EXERCISE PROMPT: Repeat the data below verbatim, beginning at the line that contains "Where can the group" and continuing through the last line of the data.

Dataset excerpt
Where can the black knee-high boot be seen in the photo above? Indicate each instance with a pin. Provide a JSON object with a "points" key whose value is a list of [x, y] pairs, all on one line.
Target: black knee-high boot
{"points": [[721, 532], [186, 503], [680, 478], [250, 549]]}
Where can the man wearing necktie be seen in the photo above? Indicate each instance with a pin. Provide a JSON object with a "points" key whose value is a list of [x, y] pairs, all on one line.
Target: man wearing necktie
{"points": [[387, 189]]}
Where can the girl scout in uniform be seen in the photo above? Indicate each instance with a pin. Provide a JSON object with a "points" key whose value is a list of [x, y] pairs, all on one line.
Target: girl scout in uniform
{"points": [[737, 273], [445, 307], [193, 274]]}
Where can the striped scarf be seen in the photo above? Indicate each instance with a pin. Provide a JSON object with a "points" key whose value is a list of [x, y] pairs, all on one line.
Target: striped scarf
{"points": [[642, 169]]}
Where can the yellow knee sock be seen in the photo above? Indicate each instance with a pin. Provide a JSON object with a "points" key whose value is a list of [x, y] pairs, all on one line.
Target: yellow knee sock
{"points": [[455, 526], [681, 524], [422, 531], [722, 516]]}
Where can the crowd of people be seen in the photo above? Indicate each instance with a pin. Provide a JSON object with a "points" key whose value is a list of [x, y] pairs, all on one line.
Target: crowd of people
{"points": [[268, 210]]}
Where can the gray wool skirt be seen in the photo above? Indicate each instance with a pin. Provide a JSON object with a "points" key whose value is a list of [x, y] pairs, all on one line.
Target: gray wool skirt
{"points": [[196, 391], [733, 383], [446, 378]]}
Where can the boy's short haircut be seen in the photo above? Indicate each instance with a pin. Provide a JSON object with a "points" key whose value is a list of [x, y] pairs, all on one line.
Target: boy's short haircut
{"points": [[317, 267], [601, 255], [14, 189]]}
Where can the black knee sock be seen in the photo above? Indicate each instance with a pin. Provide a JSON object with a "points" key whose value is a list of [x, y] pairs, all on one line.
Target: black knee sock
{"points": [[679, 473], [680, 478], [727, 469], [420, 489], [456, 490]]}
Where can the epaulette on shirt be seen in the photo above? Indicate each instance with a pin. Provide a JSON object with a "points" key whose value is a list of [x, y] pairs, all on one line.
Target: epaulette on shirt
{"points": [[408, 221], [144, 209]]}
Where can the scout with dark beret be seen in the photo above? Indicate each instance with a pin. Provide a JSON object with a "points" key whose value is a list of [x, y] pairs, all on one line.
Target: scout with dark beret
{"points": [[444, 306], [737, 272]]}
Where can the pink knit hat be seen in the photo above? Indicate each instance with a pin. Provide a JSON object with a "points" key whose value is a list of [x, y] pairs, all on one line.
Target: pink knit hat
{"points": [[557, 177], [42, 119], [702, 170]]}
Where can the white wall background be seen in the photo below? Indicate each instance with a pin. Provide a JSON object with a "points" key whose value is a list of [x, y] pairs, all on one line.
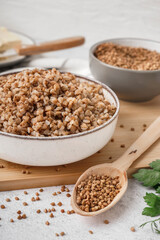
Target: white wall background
{"points": [[95, 19]]}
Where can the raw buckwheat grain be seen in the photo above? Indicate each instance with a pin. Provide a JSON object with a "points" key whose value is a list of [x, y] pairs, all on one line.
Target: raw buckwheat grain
{"points": [[128, 57], [97, 192]]}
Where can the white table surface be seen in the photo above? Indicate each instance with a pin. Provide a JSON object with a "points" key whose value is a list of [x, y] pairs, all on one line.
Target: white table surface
{"points": [[122, 217]]}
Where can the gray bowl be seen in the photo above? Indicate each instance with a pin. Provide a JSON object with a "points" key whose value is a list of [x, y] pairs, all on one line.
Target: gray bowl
{"points": [[130, 85]]}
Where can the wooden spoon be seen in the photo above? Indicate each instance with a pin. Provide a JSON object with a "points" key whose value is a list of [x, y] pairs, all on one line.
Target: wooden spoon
{"points": [[51, 46], [119, 167]]}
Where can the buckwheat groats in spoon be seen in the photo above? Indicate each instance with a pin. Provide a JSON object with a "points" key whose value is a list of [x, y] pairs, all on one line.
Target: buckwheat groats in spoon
{"points": [[100, 187]]}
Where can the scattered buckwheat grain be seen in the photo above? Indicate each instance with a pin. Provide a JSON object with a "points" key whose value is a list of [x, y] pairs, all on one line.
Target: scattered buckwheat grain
{"points": [[97, 192]]}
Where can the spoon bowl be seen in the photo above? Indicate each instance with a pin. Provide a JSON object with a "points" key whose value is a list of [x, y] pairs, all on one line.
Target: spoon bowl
{"points": [[119, 167], [101, 169]]}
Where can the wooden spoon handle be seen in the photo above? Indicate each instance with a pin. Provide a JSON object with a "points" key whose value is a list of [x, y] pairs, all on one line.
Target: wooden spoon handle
{"points": [[151, 134], [51, 46]]}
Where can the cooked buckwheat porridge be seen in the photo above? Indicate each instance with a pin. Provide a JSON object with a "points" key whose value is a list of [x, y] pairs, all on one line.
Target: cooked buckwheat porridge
{"points": [[49, 103]]}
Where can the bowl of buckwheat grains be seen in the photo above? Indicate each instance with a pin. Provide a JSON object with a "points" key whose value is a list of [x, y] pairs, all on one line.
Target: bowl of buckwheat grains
{"points": [[130, 66], [51, 118]]}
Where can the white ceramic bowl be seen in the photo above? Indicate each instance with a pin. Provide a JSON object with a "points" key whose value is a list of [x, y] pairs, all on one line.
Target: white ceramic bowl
{"points": [[51, 151]]}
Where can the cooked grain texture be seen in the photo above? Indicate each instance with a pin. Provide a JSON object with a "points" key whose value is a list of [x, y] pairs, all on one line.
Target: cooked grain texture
{"points": [[47, 103]]}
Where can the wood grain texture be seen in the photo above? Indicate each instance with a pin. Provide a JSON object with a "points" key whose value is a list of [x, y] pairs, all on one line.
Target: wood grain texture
{"points": [[132, 115]]}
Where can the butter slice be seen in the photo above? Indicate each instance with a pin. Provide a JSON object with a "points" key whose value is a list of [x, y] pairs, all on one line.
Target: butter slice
{"points": [[8, 40]]}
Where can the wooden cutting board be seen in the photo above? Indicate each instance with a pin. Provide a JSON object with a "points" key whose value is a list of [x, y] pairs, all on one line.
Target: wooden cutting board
{"points": [[132, 115]]}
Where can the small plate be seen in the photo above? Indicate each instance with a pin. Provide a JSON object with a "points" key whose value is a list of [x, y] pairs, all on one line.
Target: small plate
{"points": [[10, 57]]}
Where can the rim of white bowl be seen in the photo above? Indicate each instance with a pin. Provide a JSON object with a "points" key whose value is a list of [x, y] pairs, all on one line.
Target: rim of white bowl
{"points": [[93, 47], [108, 89]]}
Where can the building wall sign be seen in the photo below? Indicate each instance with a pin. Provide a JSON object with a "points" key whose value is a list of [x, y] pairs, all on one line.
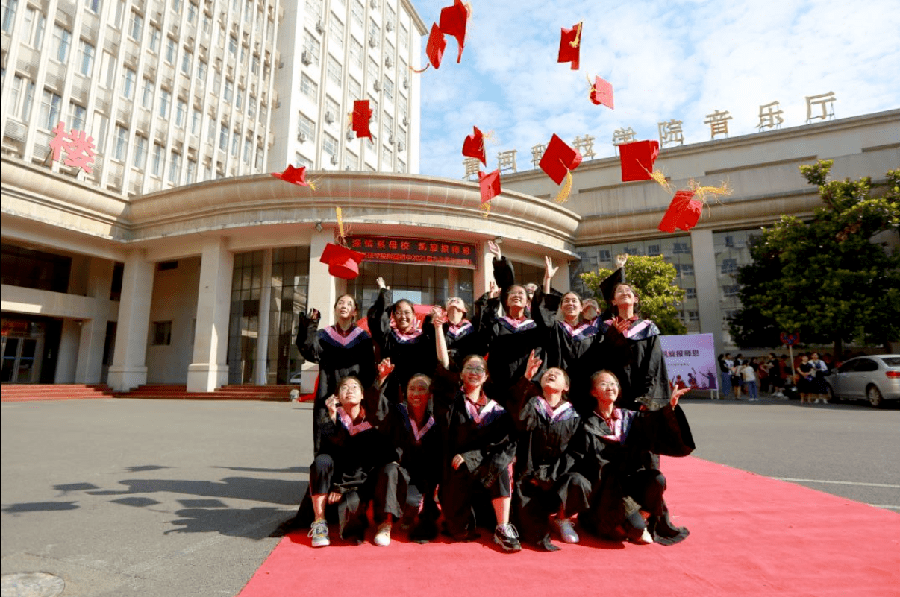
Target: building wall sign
{"points": [[417, 251]]}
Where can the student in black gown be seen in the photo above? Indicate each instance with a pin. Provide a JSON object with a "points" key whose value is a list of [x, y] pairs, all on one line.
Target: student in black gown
{"points": [[341, 350], [344, 473], [619, 440], [570, 338], [511, 334], [400, 338], [548, 489], [478, 447], [407, 484]]}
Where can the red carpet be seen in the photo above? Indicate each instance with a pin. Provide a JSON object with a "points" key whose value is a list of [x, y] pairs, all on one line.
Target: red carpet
{"points": [[750, 535]]}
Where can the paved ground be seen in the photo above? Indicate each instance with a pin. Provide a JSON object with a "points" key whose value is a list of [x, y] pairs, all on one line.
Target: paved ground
{"points": [[172, 498]]}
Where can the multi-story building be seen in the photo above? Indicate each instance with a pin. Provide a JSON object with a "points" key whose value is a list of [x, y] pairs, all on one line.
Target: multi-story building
{"points": [[332, 53]]}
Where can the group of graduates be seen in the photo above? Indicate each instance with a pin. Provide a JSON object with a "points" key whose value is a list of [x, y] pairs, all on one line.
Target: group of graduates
{"points": [[533, 409]]}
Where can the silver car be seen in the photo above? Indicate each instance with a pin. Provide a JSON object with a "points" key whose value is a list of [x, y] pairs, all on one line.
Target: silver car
{"points": [[874, 378]]}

ANSWER FOR THE TASK:
Where can the group of graduates be seen in the photo above? Indicate each instance with a pin. Provide a JSON object with a "points" key whose value is a list of [x, y] pairs, all on one line.
Target: group of graduates
{"points": [[533, 409]]}
Where can the silver car be seen in the photo above? Indicate each instance with a pin. Provide a JSON object with a "points" key whose value is a list of [x, y] pairs, all on one line.
Target: silver car
{"points": [[874, 378]]}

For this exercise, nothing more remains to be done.